Consignes |
A. D'après le texte extrait, quelle déesse soustrait Pâris au combat avant qu'il ne succombe ?
B. Recopiez du texte extrait tout ce qui va de « Chant IV   Sur » jusqu'à « la bataille s'engage. », en substituant « Pandare » à « Pandaros ».

Texte extrait |
-*-*-

Chant II   Zeus envoie à Agamemnon un songe trompeur qui lui fait croire à la victoire.  Pour mettre ses alliés à l'épreuve, le roi leur expose ce songe, puis feint de vouloir quitter le siège de Troie. Les guerriers se préparent à partir, mais Ulysse sait arrêter ce mouvement. Les deux armées se préparent à combattre : minutieux "catalogue des vaisseaux" grecs, énumération des peuples et des chefs troyens et alliés (Dardaniens, Lyciens, Phrygiens, Thraces).
Chant III   Habile rappel du motif de la guerre : Pâris (Alexandre) est pris de frayeur à la vue de Ménélas, dont il a enlevé l'épouse, Hélène. Devant les reproches d'Hector, il propose alors de régler le conflit par un duel qui l'opposerait à Ménélas. Alors que, du haut des remparts, Hélène présente les chefs grecs au roi Priam, le traité est conclu et le combat s'engage. Mais la déesse Aphrodite soustrait Pâris avant qu'il ne succombe.
Chant IV   Sur les conseils d'Héra, Zeus ordonne à Athéna de faire en sorte que les Troyens violent les premiers le traité de paix. Celle-ci convainc alors Pandaros de tirer une flèche sur Ménélas. Après une revue des troupes par Agamemnon, la bataille s'engage.

-*-*-

Données enregistrées |

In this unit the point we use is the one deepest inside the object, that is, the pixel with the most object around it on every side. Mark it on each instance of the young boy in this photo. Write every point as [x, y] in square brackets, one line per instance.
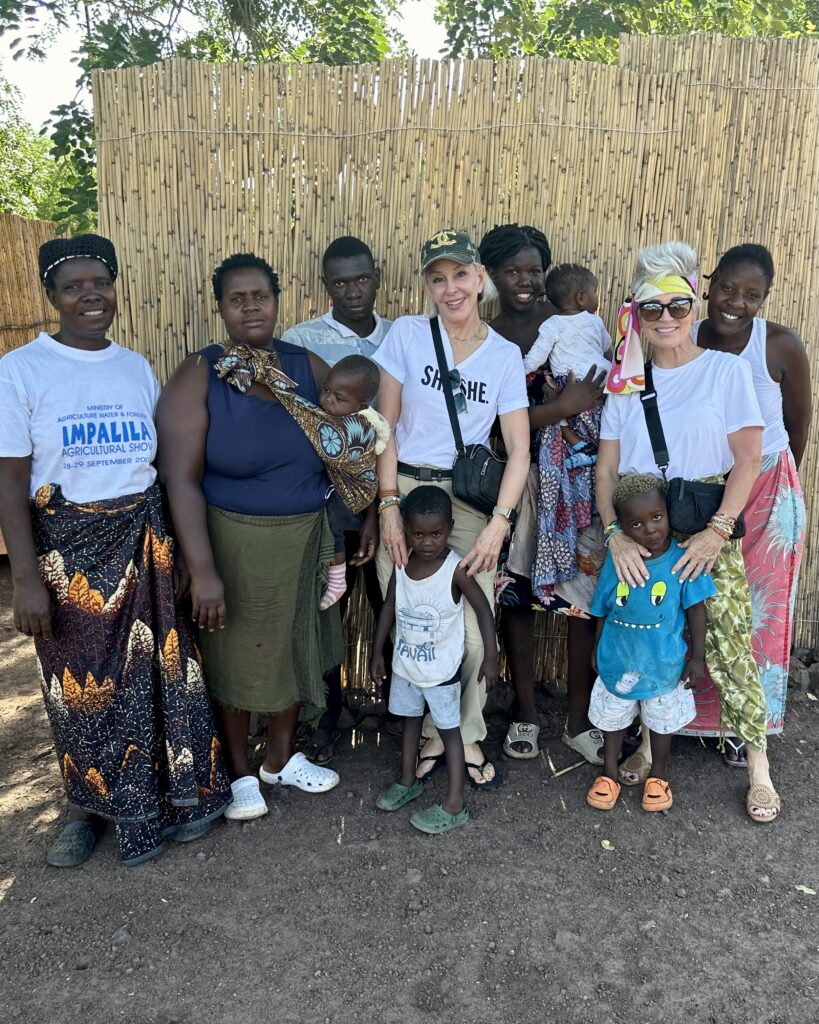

-*-*-

Réponses complètes |
A. La déesse Aphrodite.

B.
Chant IV   Sur les conseils d'Héra, Zeus ordonne à Athéna de faire en sorte que les Troyens violent les premiers le traité de paix. Celle-ci convainc alors Pandare de tirer une flèche sur Ménélas. Après une revue des troupes par Agamemnon, la bataille s'engage.